━━━ Text section

This is to inform you that both issues (“CELLSNET-59754” and “CELLSNET-59755”) have been resolved and the fixes will be included in Aspose.Cells v26.2, scheduled for release in the first half of February 2026. We will notify you once the new version is available.

1 Like

Hello and thanks,
Please also consider these Pem certificates, which are all detected as CSV.
CSV has the most false positives!
Thanks.
asposecells.zip (20.2 KB)

@australian.dev.nerds
For unknown files, we will process their original text and then check if there is a ‘,’ in the text content to determine if it is a CSV file. I am considering adding an option to determine whether to guess if a text is CSV or not

1 Like

Hello and thanks, are you sure that is all you do internally? Just a single comma inside file? Even if file has non-printable chars?! Even if there’s only one comma? Even if the separator is not comma? It might be Tab, Pipe, Comma, Semicolon etc…

Please be kind and confirm if that is the csv detection logic, and if txt detection is also as unreliable as that? :smiley:

By the way, can you please also fix this wrong detection?

━━━━━━
━━━ Dataset content

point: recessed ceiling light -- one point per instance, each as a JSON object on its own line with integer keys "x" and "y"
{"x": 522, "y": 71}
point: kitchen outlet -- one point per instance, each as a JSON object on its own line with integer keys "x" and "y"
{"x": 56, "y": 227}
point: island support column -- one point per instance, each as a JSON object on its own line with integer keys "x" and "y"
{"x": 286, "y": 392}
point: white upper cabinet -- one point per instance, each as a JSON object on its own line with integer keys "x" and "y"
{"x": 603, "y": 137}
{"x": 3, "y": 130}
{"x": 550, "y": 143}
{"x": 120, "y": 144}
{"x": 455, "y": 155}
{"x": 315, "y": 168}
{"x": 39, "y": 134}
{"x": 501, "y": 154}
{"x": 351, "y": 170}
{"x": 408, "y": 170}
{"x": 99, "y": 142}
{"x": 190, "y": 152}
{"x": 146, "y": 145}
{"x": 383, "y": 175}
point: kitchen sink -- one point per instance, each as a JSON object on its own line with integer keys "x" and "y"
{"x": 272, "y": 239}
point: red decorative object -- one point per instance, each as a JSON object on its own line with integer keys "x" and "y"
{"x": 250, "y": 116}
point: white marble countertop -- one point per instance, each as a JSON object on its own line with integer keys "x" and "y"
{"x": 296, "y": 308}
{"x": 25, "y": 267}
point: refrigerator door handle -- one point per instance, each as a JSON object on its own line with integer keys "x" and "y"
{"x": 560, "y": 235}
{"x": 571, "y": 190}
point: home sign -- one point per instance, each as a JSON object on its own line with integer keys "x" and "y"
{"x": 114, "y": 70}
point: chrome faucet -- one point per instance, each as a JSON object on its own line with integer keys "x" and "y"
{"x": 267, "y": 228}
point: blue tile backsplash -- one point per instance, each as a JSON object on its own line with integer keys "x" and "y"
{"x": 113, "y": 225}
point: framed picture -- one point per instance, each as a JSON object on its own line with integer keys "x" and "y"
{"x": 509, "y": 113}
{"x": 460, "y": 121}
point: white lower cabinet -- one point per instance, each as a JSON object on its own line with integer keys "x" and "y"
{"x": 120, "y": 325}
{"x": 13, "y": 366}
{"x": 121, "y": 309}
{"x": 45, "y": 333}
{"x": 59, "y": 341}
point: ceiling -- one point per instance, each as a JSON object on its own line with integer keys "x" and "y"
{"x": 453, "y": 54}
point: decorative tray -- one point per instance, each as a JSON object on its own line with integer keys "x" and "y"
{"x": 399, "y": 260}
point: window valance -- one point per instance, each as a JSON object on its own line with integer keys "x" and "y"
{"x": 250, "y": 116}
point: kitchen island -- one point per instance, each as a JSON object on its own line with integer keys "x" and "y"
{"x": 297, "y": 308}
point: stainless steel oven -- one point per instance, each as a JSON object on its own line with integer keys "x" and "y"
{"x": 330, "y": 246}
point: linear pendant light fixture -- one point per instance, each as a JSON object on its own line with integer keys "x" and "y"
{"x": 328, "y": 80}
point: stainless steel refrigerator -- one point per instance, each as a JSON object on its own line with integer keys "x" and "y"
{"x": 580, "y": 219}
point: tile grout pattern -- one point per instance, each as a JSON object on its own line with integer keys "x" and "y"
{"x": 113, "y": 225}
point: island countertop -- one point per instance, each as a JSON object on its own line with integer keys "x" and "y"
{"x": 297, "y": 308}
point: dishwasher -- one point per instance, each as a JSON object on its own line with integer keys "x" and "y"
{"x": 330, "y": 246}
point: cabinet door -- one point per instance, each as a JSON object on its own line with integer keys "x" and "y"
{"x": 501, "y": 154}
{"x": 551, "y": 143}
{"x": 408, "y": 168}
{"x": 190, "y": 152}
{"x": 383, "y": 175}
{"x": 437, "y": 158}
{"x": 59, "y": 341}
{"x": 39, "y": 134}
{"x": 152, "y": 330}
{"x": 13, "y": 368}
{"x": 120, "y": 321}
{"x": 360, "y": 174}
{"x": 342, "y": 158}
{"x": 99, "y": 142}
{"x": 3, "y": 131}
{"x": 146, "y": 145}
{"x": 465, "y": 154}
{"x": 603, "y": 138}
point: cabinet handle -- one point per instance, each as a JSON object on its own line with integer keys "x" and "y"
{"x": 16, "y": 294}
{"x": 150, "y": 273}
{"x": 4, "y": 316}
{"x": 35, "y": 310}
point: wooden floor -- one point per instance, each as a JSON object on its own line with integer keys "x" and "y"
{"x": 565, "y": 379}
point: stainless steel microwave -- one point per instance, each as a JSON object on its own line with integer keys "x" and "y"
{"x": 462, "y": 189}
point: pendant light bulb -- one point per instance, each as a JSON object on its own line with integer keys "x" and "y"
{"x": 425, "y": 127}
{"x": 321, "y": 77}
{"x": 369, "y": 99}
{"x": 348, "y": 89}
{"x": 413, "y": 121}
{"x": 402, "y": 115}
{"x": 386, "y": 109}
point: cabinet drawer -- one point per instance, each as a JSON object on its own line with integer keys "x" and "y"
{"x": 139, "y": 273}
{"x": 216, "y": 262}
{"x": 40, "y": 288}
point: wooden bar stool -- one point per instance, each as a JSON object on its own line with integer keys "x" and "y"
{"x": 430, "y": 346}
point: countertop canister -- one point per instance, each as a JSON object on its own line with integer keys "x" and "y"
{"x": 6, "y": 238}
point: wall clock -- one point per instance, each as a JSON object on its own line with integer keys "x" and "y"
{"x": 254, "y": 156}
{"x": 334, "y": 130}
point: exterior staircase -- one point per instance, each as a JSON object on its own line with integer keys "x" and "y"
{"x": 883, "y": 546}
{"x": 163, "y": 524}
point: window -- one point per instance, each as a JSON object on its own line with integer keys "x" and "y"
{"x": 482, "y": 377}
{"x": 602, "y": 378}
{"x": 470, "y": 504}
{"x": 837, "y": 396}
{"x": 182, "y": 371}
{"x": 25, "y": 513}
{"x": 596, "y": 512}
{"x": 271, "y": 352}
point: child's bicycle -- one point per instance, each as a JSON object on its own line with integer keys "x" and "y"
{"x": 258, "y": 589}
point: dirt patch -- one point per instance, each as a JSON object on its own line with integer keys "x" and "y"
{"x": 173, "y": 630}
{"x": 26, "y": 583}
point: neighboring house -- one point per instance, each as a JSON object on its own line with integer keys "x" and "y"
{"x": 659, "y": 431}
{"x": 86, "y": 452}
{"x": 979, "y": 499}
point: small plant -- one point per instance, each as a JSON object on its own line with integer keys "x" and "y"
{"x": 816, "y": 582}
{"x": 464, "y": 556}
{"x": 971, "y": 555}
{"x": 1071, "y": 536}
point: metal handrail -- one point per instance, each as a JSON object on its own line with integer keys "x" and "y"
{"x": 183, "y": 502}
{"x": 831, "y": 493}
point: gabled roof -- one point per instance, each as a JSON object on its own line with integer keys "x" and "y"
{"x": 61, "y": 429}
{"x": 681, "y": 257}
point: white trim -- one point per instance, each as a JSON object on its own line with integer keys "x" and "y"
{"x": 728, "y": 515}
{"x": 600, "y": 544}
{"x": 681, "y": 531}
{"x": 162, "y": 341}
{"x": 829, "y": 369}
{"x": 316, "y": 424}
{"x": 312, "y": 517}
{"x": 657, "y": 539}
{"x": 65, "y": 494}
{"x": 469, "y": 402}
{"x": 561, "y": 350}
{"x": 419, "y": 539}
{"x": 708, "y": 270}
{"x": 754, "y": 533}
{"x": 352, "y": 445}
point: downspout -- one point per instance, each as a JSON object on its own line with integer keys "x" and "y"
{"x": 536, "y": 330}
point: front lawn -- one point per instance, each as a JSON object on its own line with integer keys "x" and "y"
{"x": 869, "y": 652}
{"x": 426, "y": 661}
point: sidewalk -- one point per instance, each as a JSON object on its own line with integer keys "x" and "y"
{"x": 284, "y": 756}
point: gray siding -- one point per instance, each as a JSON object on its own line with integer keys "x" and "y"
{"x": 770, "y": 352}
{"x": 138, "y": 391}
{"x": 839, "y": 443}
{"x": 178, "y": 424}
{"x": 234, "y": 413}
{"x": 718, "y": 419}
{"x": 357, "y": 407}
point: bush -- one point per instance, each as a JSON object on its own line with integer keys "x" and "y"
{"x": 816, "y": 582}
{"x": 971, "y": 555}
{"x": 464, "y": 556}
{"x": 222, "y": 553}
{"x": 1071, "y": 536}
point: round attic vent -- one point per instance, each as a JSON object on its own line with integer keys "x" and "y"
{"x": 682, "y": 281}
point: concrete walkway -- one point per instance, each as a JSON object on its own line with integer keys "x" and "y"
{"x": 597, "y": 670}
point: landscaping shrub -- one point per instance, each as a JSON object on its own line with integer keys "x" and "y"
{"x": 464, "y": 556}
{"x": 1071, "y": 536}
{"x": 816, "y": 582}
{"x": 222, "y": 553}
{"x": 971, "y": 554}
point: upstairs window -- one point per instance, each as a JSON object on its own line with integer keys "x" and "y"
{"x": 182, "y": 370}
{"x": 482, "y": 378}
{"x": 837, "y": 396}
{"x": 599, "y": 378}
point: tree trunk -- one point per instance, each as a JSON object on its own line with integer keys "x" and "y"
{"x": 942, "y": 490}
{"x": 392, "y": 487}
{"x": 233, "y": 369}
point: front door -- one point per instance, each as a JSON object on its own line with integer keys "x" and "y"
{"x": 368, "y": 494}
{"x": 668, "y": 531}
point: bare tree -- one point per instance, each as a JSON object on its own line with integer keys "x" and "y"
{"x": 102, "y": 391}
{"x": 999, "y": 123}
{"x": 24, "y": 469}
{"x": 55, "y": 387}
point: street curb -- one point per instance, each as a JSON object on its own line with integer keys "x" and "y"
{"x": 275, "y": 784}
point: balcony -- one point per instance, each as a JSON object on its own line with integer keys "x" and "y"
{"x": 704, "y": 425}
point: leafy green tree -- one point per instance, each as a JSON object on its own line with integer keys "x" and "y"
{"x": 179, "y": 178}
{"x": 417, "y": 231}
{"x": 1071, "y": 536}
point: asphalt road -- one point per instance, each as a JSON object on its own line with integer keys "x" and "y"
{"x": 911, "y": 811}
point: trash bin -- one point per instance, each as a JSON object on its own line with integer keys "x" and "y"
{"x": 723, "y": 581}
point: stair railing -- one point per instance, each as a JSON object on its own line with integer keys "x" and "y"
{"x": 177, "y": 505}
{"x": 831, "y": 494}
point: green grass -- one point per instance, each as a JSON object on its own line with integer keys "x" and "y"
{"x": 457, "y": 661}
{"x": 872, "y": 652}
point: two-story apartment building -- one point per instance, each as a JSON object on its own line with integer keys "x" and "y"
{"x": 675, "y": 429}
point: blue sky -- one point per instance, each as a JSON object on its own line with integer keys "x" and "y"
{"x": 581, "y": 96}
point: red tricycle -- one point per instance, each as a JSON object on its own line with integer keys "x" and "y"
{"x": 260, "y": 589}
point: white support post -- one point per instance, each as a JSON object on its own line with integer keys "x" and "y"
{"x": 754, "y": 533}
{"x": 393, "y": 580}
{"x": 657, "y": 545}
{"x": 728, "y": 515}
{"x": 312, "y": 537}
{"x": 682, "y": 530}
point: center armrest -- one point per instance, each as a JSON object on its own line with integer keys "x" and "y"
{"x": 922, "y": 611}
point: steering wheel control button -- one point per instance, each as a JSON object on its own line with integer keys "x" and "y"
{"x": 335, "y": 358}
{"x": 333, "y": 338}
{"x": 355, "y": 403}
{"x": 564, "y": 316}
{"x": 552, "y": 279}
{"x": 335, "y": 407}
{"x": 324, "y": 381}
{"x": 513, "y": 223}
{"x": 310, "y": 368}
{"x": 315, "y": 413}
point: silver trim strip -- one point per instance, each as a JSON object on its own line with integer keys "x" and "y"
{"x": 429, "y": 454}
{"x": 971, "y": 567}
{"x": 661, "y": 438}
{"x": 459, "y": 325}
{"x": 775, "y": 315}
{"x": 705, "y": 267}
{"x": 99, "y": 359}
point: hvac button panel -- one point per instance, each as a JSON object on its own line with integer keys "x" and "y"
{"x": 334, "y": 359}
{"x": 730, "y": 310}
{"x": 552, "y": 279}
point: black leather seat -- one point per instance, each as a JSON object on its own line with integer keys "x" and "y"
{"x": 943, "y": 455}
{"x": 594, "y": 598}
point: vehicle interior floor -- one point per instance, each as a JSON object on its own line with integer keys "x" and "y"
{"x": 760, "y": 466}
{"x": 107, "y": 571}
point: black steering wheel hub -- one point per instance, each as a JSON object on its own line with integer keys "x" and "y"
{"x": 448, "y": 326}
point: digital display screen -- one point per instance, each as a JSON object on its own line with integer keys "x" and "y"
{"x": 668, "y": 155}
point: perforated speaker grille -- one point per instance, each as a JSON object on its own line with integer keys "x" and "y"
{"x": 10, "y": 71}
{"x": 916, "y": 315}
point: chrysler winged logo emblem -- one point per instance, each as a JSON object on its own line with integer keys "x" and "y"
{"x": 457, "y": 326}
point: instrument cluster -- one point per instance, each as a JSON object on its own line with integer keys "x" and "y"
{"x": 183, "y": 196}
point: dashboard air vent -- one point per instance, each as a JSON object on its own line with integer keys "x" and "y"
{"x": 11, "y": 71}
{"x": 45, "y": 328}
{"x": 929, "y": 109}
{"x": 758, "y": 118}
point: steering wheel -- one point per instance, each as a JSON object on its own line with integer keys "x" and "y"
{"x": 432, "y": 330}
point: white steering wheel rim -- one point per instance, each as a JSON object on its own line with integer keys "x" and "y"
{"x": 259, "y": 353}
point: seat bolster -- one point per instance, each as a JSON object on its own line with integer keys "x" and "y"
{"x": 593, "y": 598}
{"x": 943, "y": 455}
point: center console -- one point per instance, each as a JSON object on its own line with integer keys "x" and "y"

━━━━━━

> **What you need to do**:
A: Reproduce the part of the forum thread that begins with the words containing "This is to inform" and ends with "detected as CSV.".
B: According to the forum thread, what character is checked for in the text of an unknown file to decide whether it is a CSV file?
C: Write the next part of the forum thread about file format detection, picking up after its final sentence.

> **Solved problems**:
A:
This is to inform you that both issues (“CELLSNET-59754” and “CELLSNET-59755”) have been resolved and the fixes will be included in Aspose.Cells v26.2, scheduled for release in the first half of February 2026. We will notify you once the new version is available.

1 Like

Hello and thanks,
Please also consider these Pem certificates, which are all detected as CSV.

B: A comma (‘,’).

C:
This xml file is detected as Html.

Xml validation is easier that html in .net:

XmlReader.Create(inStream, New XmlReaderSettings With {.DtdProcessing = DtdProcessing.Ignore, .IgnoreWhitespace = True, .CloseInput = x})

Cells.zip (372 Bytes)

@australian.dev.nerds,

Thanks for the XML file.

Sure, so we will consider testing your attached file with the (internal) fix as we already resolved the similar issue (“CELLSNET-59754”).

Thanks for sharing your concerns.

We shared an outline for the detection of CSV file formats. Generally, we conduct a series of internal evaluations and other validations to ensure the accuracy and reliability of our detection methods. We are refining our processes and will provide you with more detailed information soon.

@australian.dev.nerds
Cells.FileFormatUtil.DetectFileFormat() is mainly used to detect Excel file formats (XLSX, XLS, XLSB, XLSM, ODS). We cannot support detecting all file formats.

Your HTML file is an XML file. I checked whether the name of the first node is an html tag to distinguish HTML or XML. Both ”tt" in ttml and “Article” in cells.xml are the html tags. So the files are detected as HTML. We will try to only handle mainstream HTML tags when detecting an html file. We cannot check and compare all nodes for performance. You can continue detecting if the file format is HTML or XML.

@australian.dev.nerds

  1. In the next version, if the file contains non-printable chars, the file will not be detected as CSV or TXT.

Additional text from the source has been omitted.